## PROBLEM TO WORK ON
Show every line of the entries below that contains the word "Locate".

(Excerpt from a dataset)
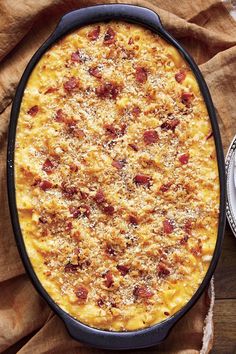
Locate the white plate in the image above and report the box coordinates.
[225,135,236,237]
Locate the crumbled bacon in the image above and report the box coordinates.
[70,163,79,172]
[163,219,174,234]
[88,26,100,41]
[116,264,129,277]
[65,221,73,231]
[161,118,180,132]
[157,262,170,278]
[63,77,79,92]
[42,158,55,174]
[61,182,78,199]
[39,180,52,191]
[71,50,82,63]
[129,215,138,226]
[129,144,138,151]
[179,153,189,165]
[27,105,39,117]
[143,130,159,145]
[55,108,65,123]
[102,205,115,215]
[97,299,104,307]
[89,66,102,79]
[64,263,79,273]
[95,82,119,100]
[134,175,151,187]
[104,270,114,288]
[75,285,88,300]
[135,66,147,84]
[105,245,116,257]
[175,70,186,83]
[183,219,193,235]
[128,37,134,45]
[45,87,58,94]
[112,160,125,170]
[160,182,172,193]
[133,285,154,299]
[181,92,193,106]
[131,106,141,117]
[179,235,189,245]
[94,189,106,204]
[103,27,116,45]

## THE RESULT
Locate the white plate in the image above and report the box coordinates.
Locate the crumbled bacon in the image above and report the box coordinates.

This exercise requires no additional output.